Selection
Normal to Ellipse and Angle at Major Axis

Question

I've tried to detail my question using the image shown in this post.

Consider an ellipse with 5 parameters $(x_C, y_C, a, b, \psi)$ where $(x_C, y_C)$ is the center of the ellipse, $a$ and $b$ are the semi-major and semi-minor radii and $\psi$ is the orientation of the ellipse.

Now consider a point $(x,y)$ on the circumference of the ellipse. The normal at this point on the circumference of the ellipse intersects the major axis at a point $(x_D, y_D)$. This normal makes an angle $/phi$ with the major axis. However, the angle subtended by this point at the center of the ellipse is $\theta$. For a circle, $\theta = \phi$ for all points on its circumference because the normal at the circle is the radial angle subtended by the point on the circumference.

Is there a relationship between the angles $\theta$ and $\phi$ for an ellipse.

For some context, I am trying to "extract" points from the circumference of an ellipse given its parameters $(x_C, y_C, a, b, \psi)$. For such an ellipse, I start from $(x_C, y_C$) and with angle $\theta = 0^\circ$ and I start sweeping until $360^\circ$. Using the equation $\left[\begin{array}{c} x \\ y\end{array}\right] = \left[\begin{array}{c c} \cos(\theta) & -\sin(\theta) \\ \sin(\theta) & \cos(\theta) \end{array}\right] \left[\begin{array}{c} a\cos(\psi) \\ b\sin(\psi) \end{array}\right]$, I get the $(x,y)$ location of the point that is supposed to be on the ellipse circumference. I then look up this location in a list of "edge" points. Along with this list of edge points, I also have gradient angle information for each edge point. This corresponds to the angle $\phi$.

Here is the crux of the question, for a circle, I am confident that the edge point lies on the circumference of the circle if $|\theta - \phi| < \text{threshold}$. But, for an ellipse, how do I get a similar relationship ?

Supplied data
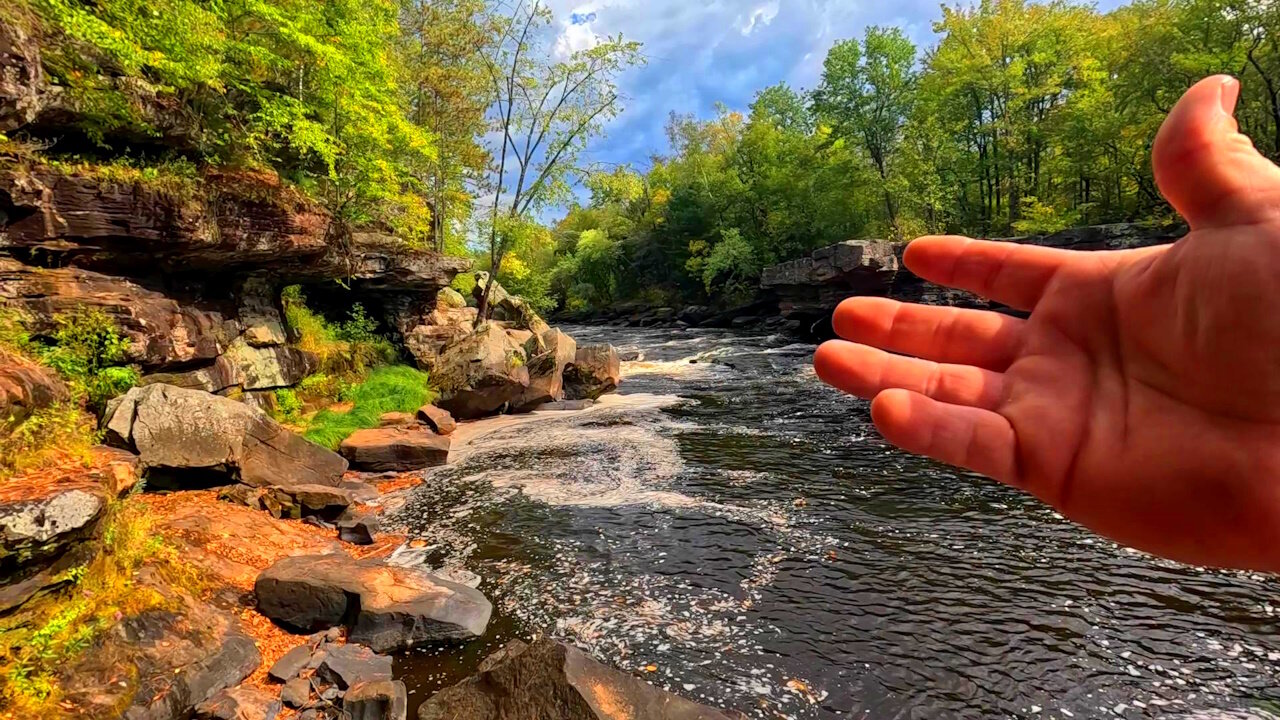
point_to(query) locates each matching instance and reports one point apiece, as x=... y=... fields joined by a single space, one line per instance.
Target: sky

==

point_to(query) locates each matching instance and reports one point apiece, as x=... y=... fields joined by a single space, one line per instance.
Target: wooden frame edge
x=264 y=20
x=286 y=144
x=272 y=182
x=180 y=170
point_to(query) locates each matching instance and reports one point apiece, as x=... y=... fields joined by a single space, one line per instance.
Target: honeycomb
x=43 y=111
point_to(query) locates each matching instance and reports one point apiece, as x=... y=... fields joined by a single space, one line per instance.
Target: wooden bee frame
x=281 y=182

* * *

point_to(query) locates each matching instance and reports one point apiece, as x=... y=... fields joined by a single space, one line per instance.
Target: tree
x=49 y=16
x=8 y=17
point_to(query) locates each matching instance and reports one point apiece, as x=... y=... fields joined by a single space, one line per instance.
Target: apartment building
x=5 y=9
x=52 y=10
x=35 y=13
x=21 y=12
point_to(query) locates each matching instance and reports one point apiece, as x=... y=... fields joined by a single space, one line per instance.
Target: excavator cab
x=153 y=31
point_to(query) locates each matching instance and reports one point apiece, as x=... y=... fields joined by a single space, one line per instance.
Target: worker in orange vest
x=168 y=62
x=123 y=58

Task instructions
Answer from the post about ellipse normals:
(a) What does the parameter ψ represent?
(b) Over what range of angles is θ swept?
(c) Which angle does the gradient angle information for each edge point correspond to?

Expected output
(a) The orientation of the ellipse.
(b) From 0° to 360°.
(c) The angle φ.